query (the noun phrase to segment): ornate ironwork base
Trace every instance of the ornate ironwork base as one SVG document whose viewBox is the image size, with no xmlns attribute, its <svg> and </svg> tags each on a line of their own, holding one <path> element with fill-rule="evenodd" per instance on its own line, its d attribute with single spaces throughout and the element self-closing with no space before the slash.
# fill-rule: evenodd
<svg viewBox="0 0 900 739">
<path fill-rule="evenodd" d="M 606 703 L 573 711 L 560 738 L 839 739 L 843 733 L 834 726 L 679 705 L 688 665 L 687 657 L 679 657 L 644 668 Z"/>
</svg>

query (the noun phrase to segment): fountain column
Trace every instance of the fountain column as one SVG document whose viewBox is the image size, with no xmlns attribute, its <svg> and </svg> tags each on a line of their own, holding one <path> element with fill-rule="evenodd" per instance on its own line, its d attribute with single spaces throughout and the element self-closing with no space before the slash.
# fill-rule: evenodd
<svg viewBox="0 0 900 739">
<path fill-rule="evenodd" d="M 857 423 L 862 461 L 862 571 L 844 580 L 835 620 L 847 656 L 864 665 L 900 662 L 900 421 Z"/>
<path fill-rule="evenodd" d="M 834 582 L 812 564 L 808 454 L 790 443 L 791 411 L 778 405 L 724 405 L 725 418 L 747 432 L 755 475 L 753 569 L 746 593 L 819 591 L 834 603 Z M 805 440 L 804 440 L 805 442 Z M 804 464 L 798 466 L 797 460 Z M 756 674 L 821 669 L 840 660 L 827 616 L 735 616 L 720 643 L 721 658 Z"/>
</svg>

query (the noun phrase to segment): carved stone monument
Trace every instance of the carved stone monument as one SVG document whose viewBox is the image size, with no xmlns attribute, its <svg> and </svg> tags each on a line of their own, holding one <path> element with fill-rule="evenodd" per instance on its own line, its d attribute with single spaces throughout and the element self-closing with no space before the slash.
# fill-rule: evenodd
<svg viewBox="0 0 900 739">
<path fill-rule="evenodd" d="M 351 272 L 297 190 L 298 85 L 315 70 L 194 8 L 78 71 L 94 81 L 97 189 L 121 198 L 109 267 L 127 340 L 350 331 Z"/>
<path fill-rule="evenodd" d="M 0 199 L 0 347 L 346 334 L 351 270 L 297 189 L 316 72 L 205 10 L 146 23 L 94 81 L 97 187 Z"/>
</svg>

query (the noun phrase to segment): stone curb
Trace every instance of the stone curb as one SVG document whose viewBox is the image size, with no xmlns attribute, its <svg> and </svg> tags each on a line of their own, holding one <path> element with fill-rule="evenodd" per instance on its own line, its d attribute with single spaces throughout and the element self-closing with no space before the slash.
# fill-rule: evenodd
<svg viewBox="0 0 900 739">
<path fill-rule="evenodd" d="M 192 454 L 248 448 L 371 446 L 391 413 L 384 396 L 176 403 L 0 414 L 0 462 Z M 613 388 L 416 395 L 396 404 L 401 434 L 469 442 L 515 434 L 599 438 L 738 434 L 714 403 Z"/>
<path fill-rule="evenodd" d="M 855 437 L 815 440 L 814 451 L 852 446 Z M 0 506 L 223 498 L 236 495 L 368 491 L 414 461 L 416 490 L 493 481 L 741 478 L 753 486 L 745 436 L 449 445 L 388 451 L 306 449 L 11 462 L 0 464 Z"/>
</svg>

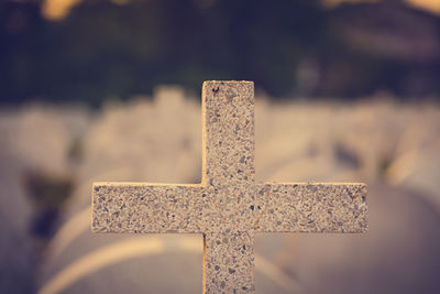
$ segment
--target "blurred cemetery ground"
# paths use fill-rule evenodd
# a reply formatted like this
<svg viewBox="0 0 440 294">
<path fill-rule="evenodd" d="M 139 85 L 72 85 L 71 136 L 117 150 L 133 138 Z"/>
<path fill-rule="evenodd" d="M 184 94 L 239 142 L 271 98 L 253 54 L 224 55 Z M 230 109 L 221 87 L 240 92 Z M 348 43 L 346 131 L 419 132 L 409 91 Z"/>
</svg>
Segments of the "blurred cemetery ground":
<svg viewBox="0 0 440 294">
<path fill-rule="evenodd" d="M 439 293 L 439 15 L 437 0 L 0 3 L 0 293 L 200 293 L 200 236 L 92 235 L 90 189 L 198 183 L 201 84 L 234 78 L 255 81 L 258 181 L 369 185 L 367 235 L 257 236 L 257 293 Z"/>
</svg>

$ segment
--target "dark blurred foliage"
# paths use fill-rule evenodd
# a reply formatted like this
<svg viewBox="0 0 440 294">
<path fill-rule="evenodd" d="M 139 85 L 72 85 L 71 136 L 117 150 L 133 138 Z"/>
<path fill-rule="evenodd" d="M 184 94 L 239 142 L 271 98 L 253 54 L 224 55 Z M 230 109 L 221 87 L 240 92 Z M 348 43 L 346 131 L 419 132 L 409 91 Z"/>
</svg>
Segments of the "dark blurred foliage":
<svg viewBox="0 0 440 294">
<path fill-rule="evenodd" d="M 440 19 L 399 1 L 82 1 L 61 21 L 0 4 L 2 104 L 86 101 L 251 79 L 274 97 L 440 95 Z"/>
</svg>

- **Written instruction**: All of the material above should be reproduced exactly, except the pictures.

- **Solution to this problem**:
query (the noun phrase to segment): ornate ironwork base
Trace every instance of the ornate ironwork base as one SVG document whose viewBox is the image size, with no xmlns attribute, its <svg> and </svg> tags each on a line of their own, holding one <path> element with fill-rule="evenodd" per instance on its own line, its d attribute with single spaces throughout and the element self-closing with no space before the slash.
# fill-rule: evenodd
<svg viewBox="0 0 900 739">
<path fill-rule="evenodd" d="M 606 703 L 573 711 L 560 738 L 839 739 L 843 733 L 834 726 L 679 705 L 688 665 L 687 657 L 679 657 L 644 668 Z"/>
</svg>

query (the noun phrase to segment): fountain column
Trace every instance of the fountain column as one SVG document whose viewBox is the image size, with no xmlns attribute, its <svg> and </svg> tags each on a line of their own, holding one <path> element with fill-rule="evenodd" per instance on its own line, its d attribute with single spaces throughout and the element self-closing with no space before the slash.
# fill-rule: evenodd
<svg viewBox="0 0 900 739">
<path fill-rule="evenodd" d="M 857 423 L 862 461 L 862 571 L 844 580 L 835 620 L 847 656 L 864 665 L 900 662 L 900 421 Z"/>
<path fill-rule="evenodd" d="M 834 582 L 812 564 L 808 454 L 790 443 L 791 411 L 778 405 L 724 405 L 725 418 L 747 432 L 755 475 L 753 569 L 746 593 L 819 591 L 834 603 Z M 805 440 L 804 440 L 805 442 Z M 804 464 L 798 466 L 797 460 Z M 756 674 L 821 669 L 840 660 L 827 616 L 735 616 L 720 643 L 721 658 Z"/>
</svg>

query (the noun phrase to segment): carved stone monument
Trace every instance of the carved stone monument as one SVG document whose viewBox is the image size, with no xmlns attribute, its <svg> and </svg> tags each on a line of their own, holding one <path> element with fill-rule="evenodd" per instance on its own line, its d attribute with single spaces throughout and the element self-closing with no space before the slash.
# fill-rule: evenodd
<svg viewBox="0 0 900 739">
<path fill-rule="evenodd" d="M 351 272 L 297 190 L 298 85 L 315 70 L 194 8 L 78 71 L 94 81 L 97 189 L 121 198 L 109 267 L 127 340 L 350 331 Z"/>
<path fill-rule="evenodd" d="M 0 199 L 0 347 L 346 334 L 351 270 L 297 189 L 316 72 L 205 10 L 146 23 L 94 81 L 97 187 Z"/>
</svg>

query (the noun phrase to segment): stone curb
Trace every instance of the stone curb as one SVG document whose viewBox is the image size, with no xmlns attribute, its <svg> and </svg> tags each on a line of their own, holding one <path> element with fill-rule="evenodd" per instance on its own line, its d attribute with single spaces throughout and the element self-closing with no space before the slash.
# fill-rule: evenodd
<svg viewBox="0 0 900 739">
<path fill-rule="evenodd" d="M 192 454 L 248 448 L 371 446 L 391 413 L 384 396 L 176 403 L 0 414 L 0 462 Z M 613 388 L 416 395 L 396 404 L 401 434 L 469 442 L 515 434 L 599 438 L 738 434 L 714 403 Z"/>
<path fill-rule="evenodd" d="M 855 437 L 815 440 L 814 451 L 852 446 Z M 0 506 L 223 498 L 236 495 L 368 491 L 414 461 L 416 490 L 493 481 L 741 478 L 753 486 L 745 436 L 449 445 L 388 451 L 306 449 L 11 462 L 0 464 Z"/>
</svg>

$ segment
--target "blurred cemetery ground"
# paths use fill-rule evenodd
# a reply formatted like this
<svg viewBox="0 0 440 294">
<path fill-rule="evenodd" d="M 139 85 L 72 85 L 71 136 L 117 150 L 133 138 Z"/>
<path fill-rule="evenodd" d="M 184 94 L 239 142 L 271 98 L 253 54 L 224 55 Z M 230 109 L 221 87 L 240 92 Z M 348 43 L 346 131 L 419 132 L 409 91 Z"/>
</svg>
Segments of the "blurred cemetery ground":
<svg viewBox="0 0 440 294">
<path fill-rule="evenodd" d="M 439 293 L 439 15 L 437 0 L 0 3 L 0 293 L 200 293 L 200 236 L 92 235 L 90 189 L 198 183 L 201 84 L 234 78 L 255 81 L 258 181 L 369 185 L 367 235 L 257 236 L 257 293 Z"/>
</svg>

$ segment
--target "dark blurred foliage"
# paths use fill-rule evenodd
# a reply formatted like this
<svg viewBox="0 0 440 294">
<path fill-rule="evenodd" d="M 139 85 L 72 85 L 71 136 L 117 150 L 133 138 Z"/>
<path fill-rule="evenodd" d="M 184 94 L 239 142 L 271 98 L 253 54 L 224 55 Z M 230 109 L 221 87 L 240 92 Z M 348 43 L 346 131 L 419 132 L 409 91 Z"/>
</svg>
Segments of the "dark blurred foliage":
<svg viewBox="0 0 440 294">
<path fill-rule="evenodd" d="M 440 19 L 399 1 L 82 1 L 61 21 L 0 4 L 2 104 L 86 101 L 251 79 L 274 97 L 440 95 Z"/>
</svg>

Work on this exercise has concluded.